Яви нам Себя, «Да придёт Царство Твоё». Оно уже здесь, близко, уже осуществимо, но мы просим о том, чтобы Царство вошло в нашу жизнь, в нас, в мир, где мы живём. Оно рядом, но подобно сокровищу, скрытому в земле. Человек должен просить о том, чтобы его найти. Это Царство направлено к нам, оно для нас, оно нам уготовано, но не может прийти, если мы сами не захотим. Нужны наша воля, наш личный выбор. Человек должен деятельно стремиться к Царству. И поэтому Господь говорит нам: молитесь «Да приидет Царствие Твое…». Царство Небесное входит в нашу жизнь, если воля Божия совершается здесь, на земле, как на небе. И поэтому прошение «Отче наш…» дополняется молитвой из Сидура «Да будет воля Твоя», соединённой с цитатой из Екклесиаста: «яко на небеси и на земли» — прошение, изложенное в первой части двустишия, раскрывается во второй его части.

§ **ДОСТУПНЫЕ ЗАПИСИ**
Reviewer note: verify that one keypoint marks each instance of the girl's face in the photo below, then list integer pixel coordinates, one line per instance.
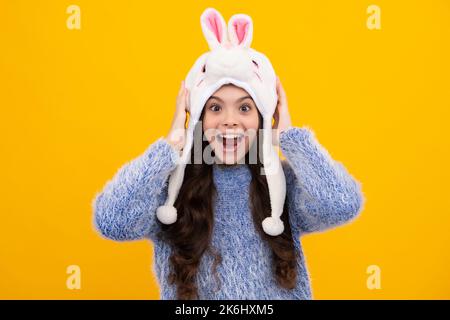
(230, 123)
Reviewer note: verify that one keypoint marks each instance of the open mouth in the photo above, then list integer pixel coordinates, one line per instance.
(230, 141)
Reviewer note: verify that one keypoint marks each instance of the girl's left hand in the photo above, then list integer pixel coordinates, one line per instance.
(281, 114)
* * *
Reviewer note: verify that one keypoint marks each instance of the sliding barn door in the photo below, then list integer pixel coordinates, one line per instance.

§ **УКАЗАНИЯ К ЗАДАНИЯМ**
• 1. Выпишите из записей все строки, в которых встречается слово «line».
• 2. Продолжите отрывок о прошениях молитвы «Отче наш», начав сразу после его последнего предложения.

§ **ОТВЕТЫ**
• 1.
Reviewer note: verify that one keypoint marks each instance of the girl's face in the photo below, then list integer pixel coordinates, one line per instance.
Reviewer note: verify that one keypoint marks each instance of the open mouth in the photo above, then list integer pixel coordinates, one line per instance.
Reviewer note: verify that one keypoint marks each instance of the girl's left hand in the photo above, then list integer pixel coordinates, one line per instance.
Reviewer note: verify that one keypoint marks each instance of the sliding barn door in the photo below, then list integer pixel coordinates, one line per instance.

• 2.
«Хлеб наш насущный…» В Евангелии от Матфея — «Хлеб наш насущный дай нам сегодня», а в Евангелии от Луки — «Хлеб наш насущный подавай нам каждый день». Каждый день мы просим подавать нам хлеб в Евангелии от Луки, сегодня — в Евангелии от Матфея. Вот в чём разница двух этих вариантов. Евангелие от Матфея больше сосредоточено на сегодняшнем дне, Евангелие от Луки — на жизни вообще. Что значит «насущный»? По-русски, как и по-гречески, слово это непонятно. И таким же неясным по значению осталось оно у блаженного Иеронима, когда он переводил Евангелие на латынь: supersubstantialem. Причём Иероним смело употребляет это странное слово вместо простого и в его время уже вошедшего в церковную латынь cotidianum — «ежедневный». В практике Западной Церкви во время литургии, когда читается молитва «Отче наш», и сегодня употребляется старый перевод, ибо он несравненно проще и понятней (ежедневный наш хлеб). При этом в латинском Евангелии, разумеется, стоит непонятное, но точно отражающее сложное в греческом тексте место — supersubstantialem.

Что это значит? Выражение «хлеб наш насущный» так же спрятано от возможного искажения внутри сложной и почти непонятной формы, как и «Да святится имя Твоё».

Эпиу'сиос дословно — это именно «на-сущный». То ли это просто хлеб на сегодняшний день, то ли тот, о котором говорится в книге Притчей Соломоновых: «Нищеты и богатства не давай мне, питай меня насущным хлебом, дабы, пресытившись, я не отрёкся Тебя и не сказал: "кто Господь?" и чтобы, обеднев, не стал красть и употреблять имя Бога моего всуе» (Притч 30:8-9). Здесь говорится о среднем пути, который не приводит ни к бедности, ни к богатству. Разбогатев, человек может забыть о Боге, а обеднев, пойти по пути воровства; поэтому — дай мне то, что нужно, — хлеба, но не больше. Таково первое толкование выражения «хлеб насущный».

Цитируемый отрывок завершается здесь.